▶ [REQUIRED ACTIONS]
• A. Do these statements agree with the AMS short caboose thread? Answer yes or no for each and quote the words from the thread that decide it. (i) The caboose came with a wiring schematic. (ii) The wheel wipers were removed because there is no track power. (iii) The reply says every AMS car needs its center hole drilled out.
• B. How would you say this sentence from the AMS short caboose thread in Spanish: "The Kadee conversion list only references a “large” or “small” pocket."

▶ [SELECTED PASSAGE]

•••••

# AMS Short Caboose



## sandbarn (Feb 13, 2010)

I just got a Accucraft AMS short caboose and was surprised to find that it didn’t come with any documentation at all (no IPB, no wiring schematic, etc.). So I’ve got a couple of questions about what I have.


First the lights/wiring. Since I don’t have track power, I removed the wheel wipers (a real drag anyway) and the brackets that hold them and the wires. When I removed the box from the frame I discovered some type of circuit card in the area under the copula seats. I assume the circuit card is to provide a constant voltage to what appear to be incandescent lamps in the car and the marker lights. If this is the case, can I remove the circuit card and connect the wire to a 9v battery?
Second the couplers. I want to replace the couplers with Kadee 900 series. Is the coupler pocket compatible with these or will it be necessary to replace the pocket with a Kadee gear box? The Kadee conversion list only references a “large” or “small” pocket. This being the only AMS car I have makes it a little difficult to make that distinction. If the pocket needs to be replaced how is this done? Any help? 
Couple of pictures of the pocket with coupler removed.












Does the hole from the first picture come through the bottom of the coupler pocket in the picture?









\


----------



## curlyp (Sep 4, 2009)

I use the Kaydee 901 couplers and the instructions on this web page http://kadee.com/conv/AMS-Accucraft-Freight-Cars.pdf 
Test fit the coupler before drilling the center hole out as some AMS cars require that step but not all 

Paul


----------

•••••

▶ [EXCERPTED RECORDS]
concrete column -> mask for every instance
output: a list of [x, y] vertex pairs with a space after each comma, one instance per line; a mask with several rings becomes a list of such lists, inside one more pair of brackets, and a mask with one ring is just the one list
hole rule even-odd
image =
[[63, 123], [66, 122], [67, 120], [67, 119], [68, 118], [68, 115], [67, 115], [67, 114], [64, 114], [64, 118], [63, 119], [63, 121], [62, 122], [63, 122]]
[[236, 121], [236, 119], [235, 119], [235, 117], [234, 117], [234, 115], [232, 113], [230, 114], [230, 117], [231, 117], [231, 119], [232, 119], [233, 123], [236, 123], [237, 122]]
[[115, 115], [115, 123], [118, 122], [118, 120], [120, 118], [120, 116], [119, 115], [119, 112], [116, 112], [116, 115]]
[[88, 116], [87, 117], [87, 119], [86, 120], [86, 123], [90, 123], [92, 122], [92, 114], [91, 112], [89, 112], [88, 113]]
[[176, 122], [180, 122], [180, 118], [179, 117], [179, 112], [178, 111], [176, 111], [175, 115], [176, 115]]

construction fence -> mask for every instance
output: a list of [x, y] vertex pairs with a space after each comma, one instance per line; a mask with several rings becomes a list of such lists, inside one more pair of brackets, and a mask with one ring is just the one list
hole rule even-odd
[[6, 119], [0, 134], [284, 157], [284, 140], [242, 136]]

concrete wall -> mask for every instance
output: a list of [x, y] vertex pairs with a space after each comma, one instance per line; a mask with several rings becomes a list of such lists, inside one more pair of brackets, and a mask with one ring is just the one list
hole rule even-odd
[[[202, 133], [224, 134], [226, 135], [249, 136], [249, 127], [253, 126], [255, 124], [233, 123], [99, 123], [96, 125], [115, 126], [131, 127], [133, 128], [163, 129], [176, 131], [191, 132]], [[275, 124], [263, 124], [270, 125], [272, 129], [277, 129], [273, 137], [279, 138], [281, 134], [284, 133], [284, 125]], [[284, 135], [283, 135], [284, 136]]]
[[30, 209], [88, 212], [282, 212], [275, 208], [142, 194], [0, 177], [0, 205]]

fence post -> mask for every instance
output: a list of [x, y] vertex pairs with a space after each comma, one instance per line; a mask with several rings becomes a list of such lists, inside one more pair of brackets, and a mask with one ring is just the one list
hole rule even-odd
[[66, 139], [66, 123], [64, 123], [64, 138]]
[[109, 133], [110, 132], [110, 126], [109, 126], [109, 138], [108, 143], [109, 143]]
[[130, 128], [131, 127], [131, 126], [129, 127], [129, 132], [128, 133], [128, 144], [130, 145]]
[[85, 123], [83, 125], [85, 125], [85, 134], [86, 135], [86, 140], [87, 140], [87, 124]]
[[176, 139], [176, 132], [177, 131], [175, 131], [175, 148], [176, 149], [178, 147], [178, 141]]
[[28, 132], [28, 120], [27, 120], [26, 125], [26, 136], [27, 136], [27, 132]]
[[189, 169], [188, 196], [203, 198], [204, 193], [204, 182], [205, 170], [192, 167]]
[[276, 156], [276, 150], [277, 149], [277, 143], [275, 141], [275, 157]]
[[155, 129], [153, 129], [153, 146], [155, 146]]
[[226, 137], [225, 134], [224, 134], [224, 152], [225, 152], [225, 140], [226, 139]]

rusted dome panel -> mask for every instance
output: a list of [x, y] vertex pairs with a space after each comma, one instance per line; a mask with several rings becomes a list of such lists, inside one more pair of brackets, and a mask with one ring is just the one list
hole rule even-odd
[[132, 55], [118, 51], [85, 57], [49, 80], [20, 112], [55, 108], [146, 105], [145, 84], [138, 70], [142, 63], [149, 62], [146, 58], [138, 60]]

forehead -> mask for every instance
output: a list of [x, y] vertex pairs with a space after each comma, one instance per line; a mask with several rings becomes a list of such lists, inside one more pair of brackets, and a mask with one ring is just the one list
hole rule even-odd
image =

•••••

▶ [WORKED ANSWERS]
• A.
(i) No: "it didn’t come with any documentation at all (no IPB, no wiring schematic, etc.)"
(ii) Yes: "Since I don’t have track power, I removed the wheel wipers"
(iii) No: "as some AMS cars require that step but not all"

• B. La lista de conversión de Kadee solo menciona una caja «grande» o «pequeña».